Instruction
Find each line in the items below that contains the word "light" and copy it out. Case counts when matching.

BEGIN

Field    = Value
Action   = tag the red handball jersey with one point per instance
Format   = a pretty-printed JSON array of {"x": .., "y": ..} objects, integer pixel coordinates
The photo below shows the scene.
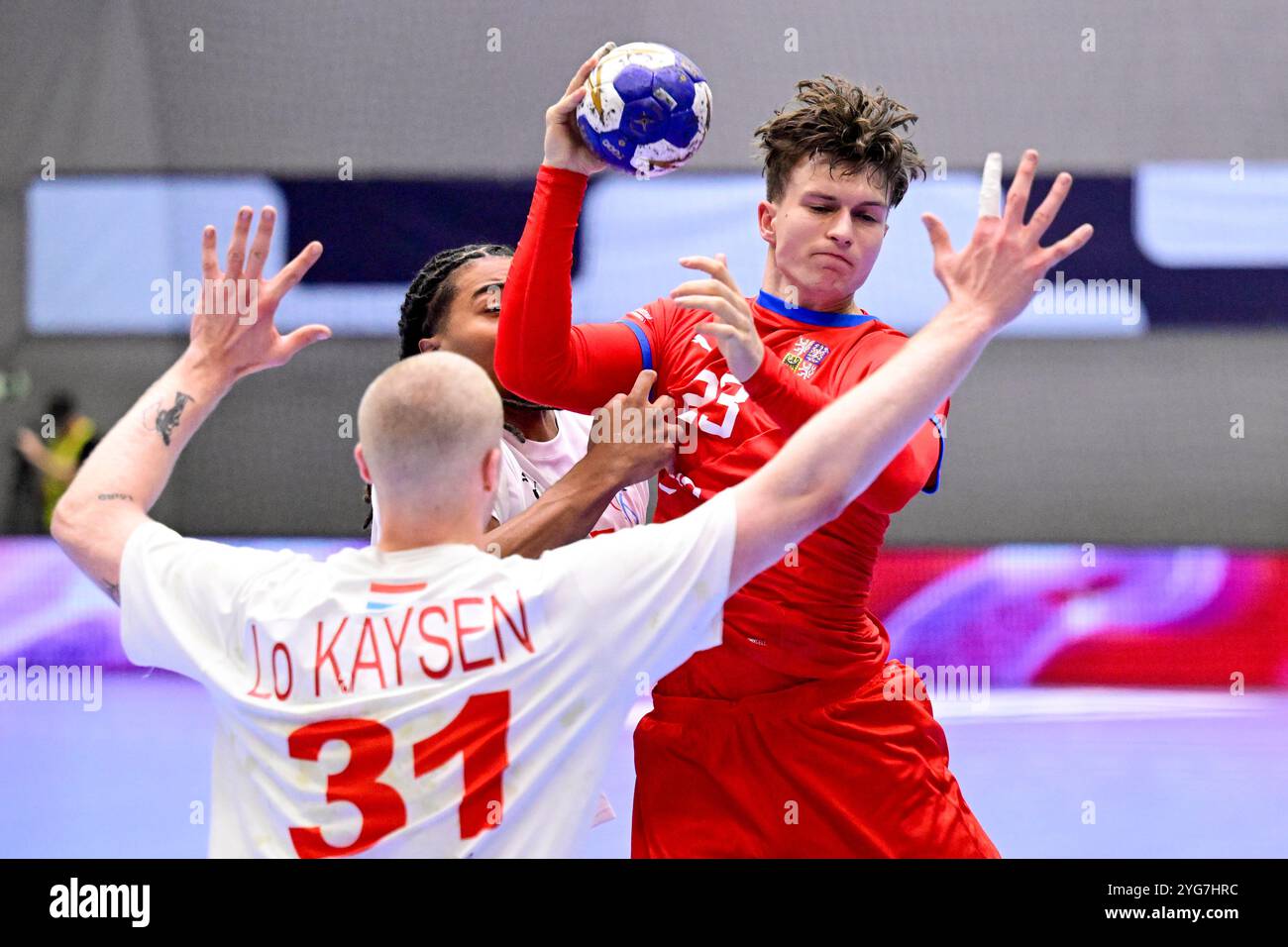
[{"x": 804, "y": 618}]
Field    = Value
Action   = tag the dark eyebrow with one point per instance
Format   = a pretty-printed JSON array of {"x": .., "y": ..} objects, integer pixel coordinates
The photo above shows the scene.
[
  {"x": 820, "y": 196},
  {"x": 484, "y": 287}
]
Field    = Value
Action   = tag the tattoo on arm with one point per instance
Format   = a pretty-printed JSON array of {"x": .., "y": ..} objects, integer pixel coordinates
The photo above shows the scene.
[{"x": 167, "y": 419}]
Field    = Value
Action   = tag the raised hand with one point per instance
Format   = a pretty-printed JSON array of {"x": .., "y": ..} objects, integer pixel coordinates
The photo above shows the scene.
[
  {"x": 232, "y": 328},
  {"x": 995, "y": 274},
  {"x": 734, "y": 330},
  {"x": 565, "y": 145},
  {"x": 636, "y": 437}
]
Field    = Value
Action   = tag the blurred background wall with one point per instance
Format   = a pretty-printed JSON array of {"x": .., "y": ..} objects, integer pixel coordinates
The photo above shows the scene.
[{"x": 1111, "y": 440}]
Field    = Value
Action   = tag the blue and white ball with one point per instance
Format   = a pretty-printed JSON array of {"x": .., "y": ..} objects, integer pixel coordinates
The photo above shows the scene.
[{"x": 645, "y": 110}]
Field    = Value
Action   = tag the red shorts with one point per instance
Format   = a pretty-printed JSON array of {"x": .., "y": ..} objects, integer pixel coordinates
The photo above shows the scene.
[{"x": 825, "y": 770}]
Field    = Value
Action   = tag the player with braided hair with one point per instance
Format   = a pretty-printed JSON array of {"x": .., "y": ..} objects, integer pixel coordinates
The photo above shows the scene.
[{"x": 555, "y": 486}]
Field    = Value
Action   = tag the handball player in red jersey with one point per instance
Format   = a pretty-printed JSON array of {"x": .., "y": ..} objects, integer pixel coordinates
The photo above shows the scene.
[{"x": 798, "y": 736}]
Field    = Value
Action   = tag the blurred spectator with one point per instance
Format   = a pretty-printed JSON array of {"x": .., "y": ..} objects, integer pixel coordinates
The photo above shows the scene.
[{"x": 55, "y": 459}]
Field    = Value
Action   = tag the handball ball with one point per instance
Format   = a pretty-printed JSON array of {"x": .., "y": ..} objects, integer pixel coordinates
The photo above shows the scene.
[{"x": 645, "y": 110}]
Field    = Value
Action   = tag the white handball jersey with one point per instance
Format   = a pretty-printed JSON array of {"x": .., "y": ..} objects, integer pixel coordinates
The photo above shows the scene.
[
  {"x": 529, "y": 468},
  {"x": 429, "y": 702}
]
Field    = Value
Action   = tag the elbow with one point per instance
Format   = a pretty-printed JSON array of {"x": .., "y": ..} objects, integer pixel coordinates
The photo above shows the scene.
[{"x": 63, "y": 525}]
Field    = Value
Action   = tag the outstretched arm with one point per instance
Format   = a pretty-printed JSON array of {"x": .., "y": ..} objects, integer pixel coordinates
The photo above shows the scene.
[
  {"x": 571, "y": 508},
  {"x": 838, "y": 453},
  {"x": 232, "y": 335},
  {"x": 540, "y": 355}
]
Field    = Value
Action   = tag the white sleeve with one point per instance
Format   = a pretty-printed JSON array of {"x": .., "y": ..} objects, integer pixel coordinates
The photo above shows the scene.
[
  {"x": 645, "y": 598},
  {"x": 183, "y": 599}
]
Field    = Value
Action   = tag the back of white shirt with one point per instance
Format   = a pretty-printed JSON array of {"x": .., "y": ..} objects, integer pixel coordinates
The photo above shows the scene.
[{"x": 445, "y": 701}]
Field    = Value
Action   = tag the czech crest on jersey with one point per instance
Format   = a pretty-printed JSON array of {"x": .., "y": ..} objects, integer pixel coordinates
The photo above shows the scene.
[{"x": 805, "y": 357}]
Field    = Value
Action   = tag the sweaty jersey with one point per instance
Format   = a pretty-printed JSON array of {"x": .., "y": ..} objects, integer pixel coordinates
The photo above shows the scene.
[
  {"x": 428, "y": 702},
  {"x": 805, "y": 617},
  {"x": 529, "y": 468}
]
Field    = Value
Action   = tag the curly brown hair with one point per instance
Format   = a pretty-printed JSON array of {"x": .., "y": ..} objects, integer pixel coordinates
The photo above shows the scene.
[{"x": 851, "y": 127}]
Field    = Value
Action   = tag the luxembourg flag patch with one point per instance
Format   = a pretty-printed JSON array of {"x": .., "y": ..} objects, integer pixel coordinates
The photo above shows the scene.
[{"x": 387, "y": 594}]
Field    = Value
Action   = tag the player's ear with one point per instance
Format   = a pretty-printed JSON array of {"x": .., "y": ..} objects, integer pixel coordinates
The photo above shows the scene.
[
  {"x": 765, "y": 218},
  {"x": 362, "y": 463}
]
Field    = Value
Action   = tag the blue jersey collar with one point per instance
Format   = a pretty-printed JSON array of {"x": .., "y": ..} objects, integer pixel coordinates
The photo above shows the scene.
[{"x": 832, "y": 320}]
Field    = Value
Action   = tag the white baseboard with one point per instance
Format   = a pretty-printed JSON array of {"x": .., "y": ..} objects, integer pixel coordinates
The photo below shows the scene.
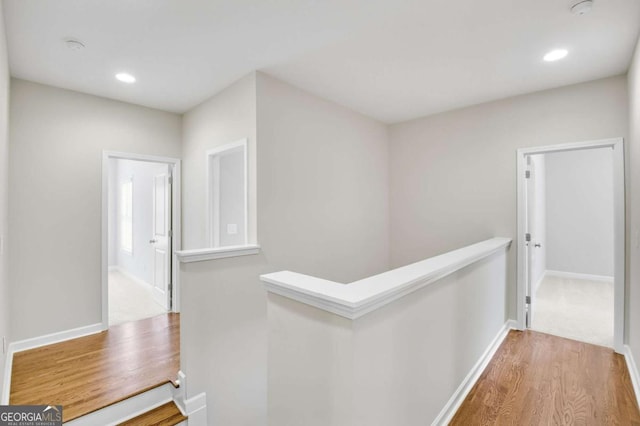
[
  {"x": 36, "y": 342},
  {"x": 130, "y": 276},
  {"x": 452, "y": 406},
  {"x": 196, "y": 410},
  {"x": 578, "y": 276},
  {"x": 633, "y": 371}
]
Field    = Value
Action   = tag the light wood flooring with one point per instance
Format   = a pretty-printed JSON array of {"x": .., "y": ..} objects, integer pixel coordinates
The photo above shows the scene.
[
  {"x": 92, "y": 372},
  {"x": 165, "y": 415},
  {"x": 540, "y": 379}
]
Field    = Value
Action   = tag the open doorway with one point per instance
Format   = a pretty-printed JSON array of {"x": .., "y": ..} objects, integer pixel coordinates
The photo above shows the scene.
[
  {"x": 139, "y": 219},
  {"x": 571, "y": 259}
]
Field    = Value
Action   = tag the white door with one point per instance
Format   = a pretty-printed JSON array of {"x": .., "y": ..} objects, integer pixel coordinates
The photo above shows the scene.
[
  {"x": 161, "y": 240},
  {"x": 532, "y": 235}
]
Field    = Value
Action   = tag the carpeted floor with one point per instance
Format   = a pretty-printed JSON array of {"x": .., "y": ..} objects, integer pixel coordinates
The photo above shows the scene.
[
  {"x": 576, "y": 309},
  {"x": 130, "y": 300}
]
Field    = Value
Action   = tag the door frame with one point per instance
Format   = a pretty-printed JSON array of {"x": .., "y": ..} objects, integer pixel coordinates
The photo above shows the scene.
[
  {"x": 617, "y": 144},
  {"x": 176, "y": 244}
]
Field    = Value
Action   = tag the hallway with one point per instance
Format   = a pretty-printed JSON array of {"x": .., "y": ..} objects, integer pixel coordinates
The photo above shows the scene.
[{"x": 540, "y": 379}]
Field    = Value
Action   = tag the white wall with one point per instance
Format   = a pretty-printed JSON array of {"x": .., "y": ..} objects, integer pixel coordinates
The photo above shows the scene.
[
  {"x": 139, "y": 262},
  {"x": 322, "y": 199},
  {"x": 580, "y": 211},
  {"x": 633, "y": 207},
  {"x": 56, "y": 142},
  {"x": 453, "y": 175},
  {"x": 232, "y": 197},
  {"x": 397, "y": 365},
  {"x": 227, "y": 117},
  {"x": 4, "y": 194}
]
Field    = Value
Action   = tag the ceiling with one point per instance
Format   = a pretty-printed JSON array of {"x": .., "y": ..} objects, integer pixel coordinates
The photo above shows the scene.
[{"x": 393, "y": 60}]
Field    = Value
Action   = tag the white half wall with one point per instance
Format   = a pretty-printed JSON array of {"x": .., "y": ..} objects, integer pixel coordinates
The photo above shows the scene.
[
  {"x": 453, "y": 175},
  {"x": 579, "y": 187},
  {"x": 5, "y": 304},
  {"x": 139, "y": 262},
  {"x": 633, "y": 207},
  {"x": 56, "y": 142}
]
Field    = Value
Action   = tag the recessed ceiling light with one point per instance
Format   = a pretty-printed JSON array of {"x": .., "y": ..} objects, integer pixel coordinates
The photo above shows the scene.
[
  {"x": 555, "y": 55},
  {"x": 582, "y": 7},
  {"x": 75, "y": 45},
  {"x": 125, "y": 77}
]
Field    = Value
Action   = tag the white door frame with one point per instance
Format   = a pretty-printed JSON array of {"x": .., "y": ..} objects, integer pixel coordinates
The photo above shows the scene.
[
  {"x": 617, "y": 144},
  {"x": 174, "y": 163}
]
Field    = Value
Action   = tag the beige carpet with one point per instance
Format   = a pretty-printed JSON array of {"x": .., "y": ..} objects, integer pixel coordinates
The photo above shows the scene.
[
  {"x": 576, "y": 309},
  {"x": 130, "y": 300}
]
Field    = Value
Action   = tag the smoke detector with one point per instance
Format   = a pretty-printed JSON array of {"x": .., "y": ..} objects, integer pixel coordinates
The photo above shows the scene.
[
  {"x": 75, "y": 45},
  {"x": 582, "y": 7}
]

END

Task response
Action   = tag the light wood flooring with one point per instance
Action   = tag the recessed ceiling light with one point per instance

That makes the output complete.